**Aim of the exercise**. All of the data below is to be written out again exactly.

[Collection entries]
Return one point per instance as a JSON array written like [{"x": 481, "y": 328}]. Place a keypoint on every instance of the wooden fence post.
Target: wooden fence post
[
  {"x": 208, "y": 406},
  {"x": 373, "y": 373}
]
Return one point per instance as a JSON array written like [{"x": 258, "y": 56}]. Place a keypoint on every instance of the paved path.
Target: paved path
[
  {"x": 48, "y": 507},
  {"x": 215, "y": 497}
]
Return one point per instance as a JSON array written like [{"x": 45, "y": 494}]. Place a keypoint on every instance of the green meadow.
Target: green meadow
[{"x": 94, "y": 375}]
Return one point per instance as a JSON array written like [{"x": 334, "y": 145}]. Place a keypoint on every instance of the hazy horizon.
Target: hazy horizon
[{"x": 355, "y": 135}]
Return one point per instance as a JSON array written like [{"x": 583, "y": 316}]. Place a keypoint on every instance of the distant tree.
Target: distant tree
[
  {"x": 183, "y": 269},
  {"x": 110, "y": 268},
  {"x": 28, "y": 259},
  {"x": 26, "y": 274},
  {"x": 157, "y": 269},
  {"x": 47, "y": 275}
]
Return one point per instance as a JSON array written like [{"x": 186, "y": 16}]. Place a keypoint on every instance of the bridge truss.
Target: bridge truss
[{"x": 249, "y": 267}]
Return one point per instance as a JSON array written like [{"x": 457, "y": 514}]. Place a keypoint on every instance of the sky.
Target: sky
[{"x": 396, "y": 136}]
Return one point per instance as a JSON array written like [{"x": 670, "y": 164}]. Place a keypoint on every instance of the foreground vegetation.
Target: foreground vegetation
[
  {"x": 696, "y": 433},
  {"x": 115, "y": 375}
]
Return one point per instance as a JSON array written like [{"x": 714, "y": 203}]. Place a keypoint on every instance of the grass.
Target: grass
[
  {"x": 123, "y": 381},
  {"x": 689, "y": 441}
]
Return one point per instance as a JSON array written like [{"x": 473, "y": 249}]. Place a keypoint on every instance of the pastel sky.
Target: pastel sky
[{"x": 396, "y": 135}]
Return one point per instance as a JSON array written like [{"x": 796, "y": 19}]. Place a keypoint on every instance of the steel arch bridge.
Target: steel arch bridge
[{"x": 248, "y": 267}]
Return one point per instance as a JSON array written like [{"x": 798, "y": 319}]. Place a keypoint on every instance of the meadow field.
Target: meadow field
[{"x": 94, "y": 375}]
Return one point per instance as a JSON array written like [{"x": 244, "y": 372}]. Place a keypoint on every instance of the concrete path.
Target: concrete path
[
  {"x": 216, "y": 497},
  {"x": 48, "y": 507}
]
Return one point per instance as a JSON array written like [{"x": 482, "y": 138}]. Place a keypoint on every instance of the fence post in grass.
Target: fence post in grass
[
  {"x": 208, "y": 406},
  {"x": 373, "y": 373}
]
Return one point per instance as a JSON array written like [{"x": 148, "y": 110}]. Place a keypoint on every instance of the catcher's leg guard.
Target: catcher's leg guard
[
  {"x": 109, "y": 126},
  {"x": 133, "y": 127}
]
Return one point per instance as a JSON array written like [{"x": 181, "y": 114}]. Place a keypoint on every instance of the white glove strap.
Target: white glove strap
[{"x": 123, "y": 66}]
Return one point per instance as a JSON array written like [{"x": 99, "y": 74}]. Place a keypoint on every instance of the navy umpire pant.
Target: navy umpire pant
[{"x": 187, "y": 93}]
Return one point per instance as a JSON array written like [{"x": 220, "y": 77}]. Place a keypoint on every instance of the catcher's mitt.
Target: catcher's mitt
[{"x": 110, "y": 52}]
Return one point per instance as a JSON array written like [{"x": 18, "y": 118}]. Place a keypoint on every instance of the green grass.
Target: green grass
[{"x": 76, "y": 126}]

**Result of the exercise**.
Return one point per instance as a JSON array written like [{"x": 481, "y": 328}]. Place a keypoint on every instance of the wooden fence post.
Target: wooden fence post
[
  {"x": 208, "y": 406},
  {"x": 373, "y": 373}
]
Return one point per instance as a JSON array written like [{"x": 258, "y": 56}]. Place a keypoint on every instance of the paved path.
Target: paved path
[
  {"x": 48, "y": 507},
  {"x": 215, "y": 497}
]
Return one point per instance as a JSON array written like [{"x": 45, "y": 494}]. Place a keypoint on every instance of the green meadow.
Target: green meadow
[{"x": 94, "y": 375}]
Return one point per instance as a JSON array written like [{"x": 334, "y": 145}]. Place a keypoint on every instance of the hazy horizon.
Target: hazy horizon
[{"x": 355, "y": 135}]
Return one point per instance as a JSON array written like [{"x": 583, "y": 316}]. Place a keypoint on every instance of the distant tree.
Target: distant tree
[
  {"x": 183, "y": 269},
  {"x": 110, "y": 268},
  {"x": 28, "y": 259},
  {"x": 26, "y": 274},
  {"x": 157, "y": 269},
  {"x": 47, "y": 275}
]
Return one point per instance as a JSON array written like [{"x": 186, "y": 16}]. Place a keypoint on every instance of the bridge truss.
Target: bridge truss
[{"x": 249, "y": 267}]
Return one point per instance as a JSON array written like [{"x": 457, "y": 514}]. Place a keypoint on every instance of the sky.
Target: sky
[{"x": 396, "y": 136}]
Return one point per instance as a JSON array written like [{"x": 670, "y": 164}]. Place a keypoint on every instance of the foreground vegetation.
Target: foreground vegetation
[
  {"x": 696, "y": 433},
  {"x": 115, "y": 375}
]
Return one point per instance as a JSON array written like [{"x": 714, "y": 203}]. Place a keypoint on every instance of the grass.
Target: grass
[
  {"x": 123, "y": 381},
  {"x": 689, "y": 441}
]
Return one point per instance as a JSON array written like [{"x": 473, "y": 249}]. Place a keypoint on every instance of the pastel sky.
Target: pastel sky
[{"x": 396, "y": 135}]
Return one point per instance as a JSON array written like [{"x": 796, "y": 19}]. Place a keypoint on every instance of the steel arch bridge.
Target: steel arch bridge
[{"x": 248, "y": 267}]
Return one point per instance as a JSON array written like [{"x": 798, "y": 319}]. Place a keypoint on every instance of the meadow field.
Target: meadow field
[{"x": 94, "y": 375}]
Return one point per instance as a JSON array written like [{"x": 244, "y": 372}]. Place a keypoint on every instance of the concrete path.
Target: concrete path
[
  {"x": 216, "y": 497},
  {"x": 48, "y": 507}
]
Return one point per instance as a JSON array written like [{"x": 482, "y": 138}]. Place a keypoint on every instance of the fence post in grass.
Target: fence post in grass
[
  {"x": 208, "y": 406},
  {"x": 373, "y": 373}
]
Return one point per instance as a JSON array written like [{"x": 148, "y": 110}]. Place a keypoint on every instance of the catcher's leg guard.
Target: catcher's leg guard
[
  {"x": 109, "y": 126},
  {"x": 133, "y": 127}
]
Return one point per instance as a JSON array written like [{"x": 181, "y": 114}]. Place a keypoint on every instance of the white glove strap.
Target: white glove strap
[{"x": 123, "y": 66}]
Return one point per instance as a JSON array written like [{"x": 99, "y": 74}]. Place a keypoint on every instance of the navy umpire pant.
Target: navy umpire pant
[{"x": 187, "y": 93}]
Return one point per instance as a JSON array written like [{"x": 220, "y": 77}]. Place a keypoint on every instance of the catcher's mitt.
Target: catcher's mitt
[{"x": 110, "y": 52}]
Return one point per instance as a JSON array written like [{"x": 18, "y": 118}]. Place a keypoint on every instance of the green grass.
Target: green grass
[{"x": 76, "y": 126}]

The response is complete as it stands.